→ Prompt 1: In the records, starting at the first line and ending at the line containing "[110,307,150,331]", replace every "kayak" with "canoe" and return those lines with nothing else changed.

→ Selected passage:
+ + + + +
Deane Gardenhome Assn. v. Denktas

Decision Date26 February 1993
Docket NumberNo. G012381,G012381
Citation13 Cal.App.4th 1394,16 Cal.Rptr.2d 816
CourtCalifornia Court of Appeals Court of Appeals
PartiesDEANE GARDENHOME ASSOCIATION, Plaintiff and Respondent, v. Haluk H. DENKTAS et al., Defendants and Appellants.
OPINION

WALLIN, Associate Justice.

Deane Gardenhome Association (the "Association") filed suit against Haluk and Mary Denktas for injunctive relief and damages after the Denktases allegedly painted their house in violation of the Association's restrictive covenants (CC & R's) encumbering the Denktases property. The CC & R's contained an attorney fees provision. The trial court entered judgment in favor of the Denktases, but denied their request for attorney fees. The Denktases appeal, contending the trial court abused its discretion. We reverse and remand with directions.

* * *

The Denktases were homeowners in a Huntington Beach development governed by the Association and covered by CC & R's recorded in 1982. 1 The CC & R's required homeowners to obtain approval of the Association's architectural review committee before painting the exterior of the house and restricted the color choices to those approved by the Association. The Denktases hired a painter to paint their house pink and green. The painter took paint samples to the Association's president to obtain his approval of the colors. The president approved the green shade but admonished the painter to "tone down" the pink shade. The painter returned with a different shade of pink which was approved by the president.

After the Denktases painted their house, the Association advised them that the colors were unacceptable and the house would have to be repainted. The Association denied that its president had approved the selected colors. Haluk Denktas responded with a letter to the Association stating he would not repaint his house. He warned, "I certainly hope that the Association does not attempt to do a foolish thing like repinting [sic ] any of the walls. Such encroachment in to [sic ] my property is not within the provisions of the CC & R's and will be cosidered [sic ] as trespassing and will be delt [sic ] with swiftly and with extreme prejudice." The cost of repainting the house would have been between $1,500 and $1,800.

The Association filed its complaint seeking injunctive relief, damages, costs and attorney fees, provided for in the CC & R's. 2 In its trial brief the Association stated it was seeking $16,708 in attorney fees incurred up to the time of trial. The trial court ruled in favor of the Denktases, concluding the Association's president had approved the color choice. The Association did not appeal.
+ + + + +
→ Material:
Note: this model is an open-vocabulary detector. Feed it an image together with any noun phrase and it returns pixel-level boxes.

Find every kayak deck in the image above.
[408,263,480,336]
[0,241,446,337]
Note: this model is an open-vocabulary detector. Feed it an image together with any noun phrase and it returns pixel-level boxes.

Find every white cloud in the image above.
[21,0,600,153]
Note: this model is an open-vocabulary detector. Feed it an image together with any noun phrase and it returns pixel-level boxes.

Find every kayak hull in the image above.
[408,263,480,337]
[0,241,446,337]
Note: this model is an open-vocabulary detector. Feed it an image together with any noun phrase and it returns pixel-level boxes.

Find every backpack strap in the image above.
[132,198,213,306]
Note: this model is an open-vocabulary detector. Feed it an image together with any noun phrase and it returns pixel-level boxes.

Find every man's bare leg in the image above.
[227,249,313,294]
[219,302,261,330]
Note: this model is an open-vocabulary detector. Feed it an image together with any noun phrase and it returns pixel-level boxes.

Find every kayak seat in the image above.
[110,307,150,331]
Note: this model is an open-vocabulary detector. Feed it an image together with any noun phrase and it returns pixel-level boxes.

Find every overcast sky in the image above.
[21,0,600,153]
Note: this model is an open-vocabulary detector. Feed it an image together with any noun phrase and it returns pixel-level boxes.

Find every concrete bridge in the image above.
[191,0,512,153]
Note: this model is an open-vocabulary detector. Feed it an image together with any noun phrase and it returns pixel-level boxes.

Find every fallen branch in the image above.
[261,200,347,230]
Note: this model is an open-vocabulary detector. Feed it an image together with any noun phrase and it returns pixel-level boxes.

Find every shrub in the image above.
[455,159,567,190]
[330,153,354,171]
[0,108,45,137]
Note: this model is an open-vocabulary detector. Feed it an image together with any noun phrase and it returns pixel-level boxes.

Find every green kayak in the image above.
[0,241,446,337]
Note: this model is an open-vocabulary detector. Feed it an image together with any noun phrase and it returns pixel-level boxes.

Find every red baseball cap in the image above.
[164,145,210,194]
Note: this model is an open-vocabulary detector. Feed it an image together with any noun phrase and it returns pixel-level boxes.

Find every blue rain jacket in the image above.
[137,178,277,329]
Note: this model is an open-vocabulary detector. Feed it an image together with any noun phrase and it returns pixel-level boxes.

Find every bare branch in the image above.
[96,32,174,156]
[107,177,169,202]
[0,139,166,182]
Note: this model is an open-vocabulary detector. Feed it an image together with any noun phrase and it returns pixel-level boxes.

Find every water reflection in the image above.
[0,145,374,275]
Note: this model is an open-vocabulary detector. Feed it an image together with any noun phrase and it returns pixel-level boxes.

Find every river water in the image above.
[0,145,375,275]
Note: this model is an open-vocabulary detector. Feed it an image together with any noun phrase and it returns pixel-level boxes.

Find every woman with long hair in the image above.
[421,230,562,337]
+ + + + +
→ Prompt 2: Summarize the court opinion in two sentences.

→ Written response 1:
Note: this model is an open-vocabulary detector. Feed it an image together with any noun phrase and it returns pixel-level boxes.

Find every canoe deck in the image above.
[408,263,480,336]
[0,241,446,337]
Note: this model is an open-vocabulary detector. Feed it an image together with any noun phrase and it returns pixel-level boxes.

Find every white cloud in the image above.
[21,0,600,153]
Note: this model is an open-vocabulary detector. Feed it an image together with any noun phrase and it returns pixel-level boxes.

Find every canoe hull in the image above.
[408,263,480,337]
[0,241,446,337]
Note: this model is an open-vocabulary detector. Feed it an image together with any noun phrase and it returns pixel-level boxes.

Find every backpack strap in the image above.
[132,198,213,306]
Note: this model is an open-vocabulary detector. Feed it an image together with any noun phrase and it returns pixel-level boxes.

Find every man's bare leg in the image above.
[227,249,313,294]
[219,302,261,330]
Note: this model is an open-vocabulary detector. Feed it an image together with any noun phrase and it returns pixel-level boxes.

Find every canoe seat in the image above.
[110,307,150,331]

→ Written response 2: The Deane Gardenhome Association sued Haluk and Mary Denktas after they painted their Huntington Beach house pink and green, allegedly violating CC & R's that required approval of exterior colors and contained an attorney fees provision. The trial court ruled for the Denktases, concluding the Association's president had approved the colors, but denied their request for attorney fees, and on their appeal the court reverses and remands with directions.